* STATED GOAL 1
Summarize the patent text below in two sentences.
* STATED GOAL 2
Answer these questions from the patent text below, one line each:
(a) Who is the assignee?
(b) According to claim 3, what type of transistor is the first transistor?
(c) According to claim 2, what is connected in parallel with the Zener diode?
* STATED GOAL 3
For each statement, say yes or no based on the patent text below, and quote the words that decide it:
(a) The patent was granted on Jun 27, 2000.
(b) Claim 4 states that the second transistor is of the N-channel type.
(c) Claim 7 identifies the regulator as a capacitor.

* SOURCE TEXT
= = =

US6081107AExpiredUtility

Control circuit for controlling a floating well bias voltage in a semiconductor integrated structure

69
Assignee: ST MICROELECTRONICS SRLPriority: Mar 16, 1998Filed: Mar 15, 1999Granted: Jun 27, 2000
Est. expiryMar 16, 2018(expired)· nominal 20-yr term from priority
Inventors:Filippo Marino
G05F 1/618G05F 3/205
69
PatentIndex Score
23
Cited by
8
References
18
Claims

Abstract

A control circuit comprises a plurality of input terminals and an output terminal for biasing a floating well in a semiconductor integrated circuit structure. The control circuit also includes a first transistor which has its conduction terminals connected between a first input terminal and an output terminal, and a second transistor which has its conduction terminals connected between a second input terminal and the output terminal. The control circuit further includes a regulator coupling the output terminal to each of the control terminals of said first and second transistors.

Claims

exact text as granted — not AI-modified
What is claimed is: 
     
       1. A control circuit comprising a plurality of input terminals; an output terminal for biasing a floating well in a semiconductor integrated circuit structure; a first transistor having a control terminal and conduction terminals, the conduction terminals being connected between a first input terminal and the output terminal, a second transistor having a control terminal and conduction terminals, the conduction terminals of the second transistor being connected between a second input terminal and the output terminal; a zener diode coupling the output terminal to each of the control terminals of said first and second transistors; and a current mirror coupled to said Zener diode in a manner that biases the Zener diode. 
     
     
       2. A control circuit according to claim 1, further comprising a capacitor connected in parallel with said Zener diode. 
     
     
       3. A control circuit according to claim 1, wherein said first transistor is a MOS transistor of the N-channel type. 
     
     
       4. A control circuit according to claim 1, wherein said second transistor is a MOS transistor of the P-channel type. 
     
     
       5. A control circuit according to claim 1, wherein said Zener diode is reverse biased to the control terminals of said first and second transistors. 
     
     
       6. A control circuit for controlling a bias voltage of a floating well of an integrated semiconductor circuit, the control circuit comprising: first and second input terminals;   an output terminal for biasing the floating well;   a first transistor having a control terminal and conduction terminals, the conduction terminals being connected between the first input terminal and the output terminal, the first transistor being of a first conduction type that conducts current across its conduction terminals when its control terminal is at a first logic level;   a second transistor having a control terminal and conduction terminals, the conduction terminals of the second transistor being connected between the second input terminal and the output terminal and the control terminal of the second transistor being connected to the control terminal of the first transistor, the second transistor being of a second conduction type that conducts current across its conduction terminals when its control terminal is at a second logic level opposite to the first logic level; and   a regulator coupling the second input terminal to the control terminals of the first and second transistors.   
     
     
       7. The control circuit of claim 6 wherein the regulator is a Zener diode. 
     
     
       8. The control circuit of claim 7 wherein the Zener diode is reverse biased to the control terminals of the first and second transistors.

= = =

* DATA EXTRACT
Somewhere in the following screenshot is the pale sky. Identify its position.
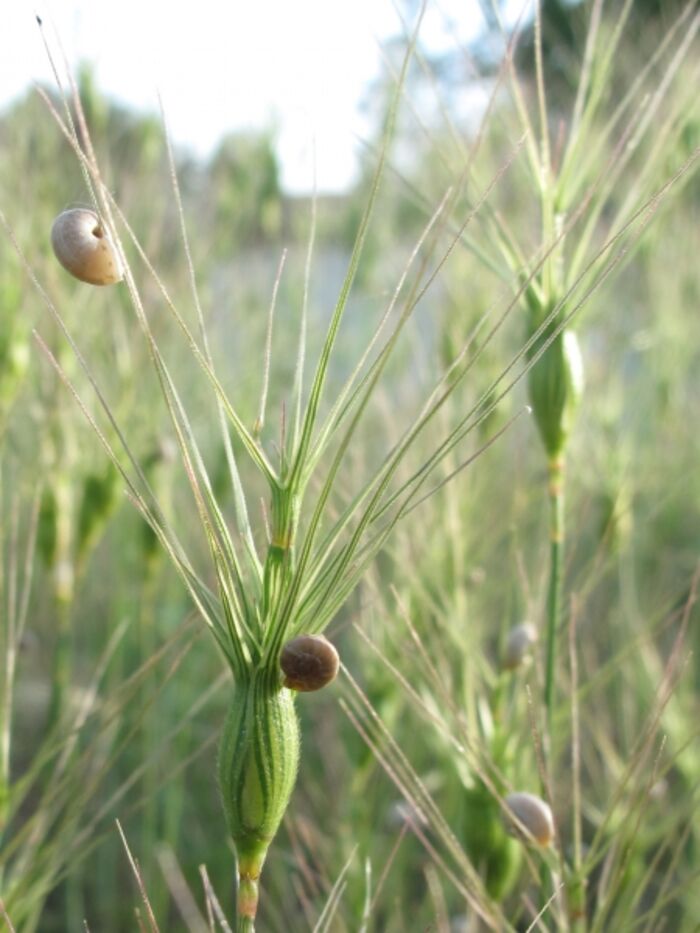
[0,0,506,191]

= = =

* EXERCISE ANSWER 1
The patent describes a control circuit with a plurality of input terminals and an output terminal for biasing a floating well in a semiconductor integrated circuit structure. A first transistor is connected between a first input terminal and the output terminal, a second transistor is connected between a second input terminal and the output terminal, and a regulator couples the output terminal to the control terminals of both transistors.

* EXERCISE ANSWER 2
(a) ST MICROELECTRONICS SRL
(b) A MOS transistor of the N-channel type
(c) A capacitor

* EXERCISE ANSWER 3
(a) Yes: "Granted: Jun 27, 2000"
(b) No: "said second transistor is a MOS transistor of the P-channel type"
(c) No: "wherein the regulator is a Zener diode"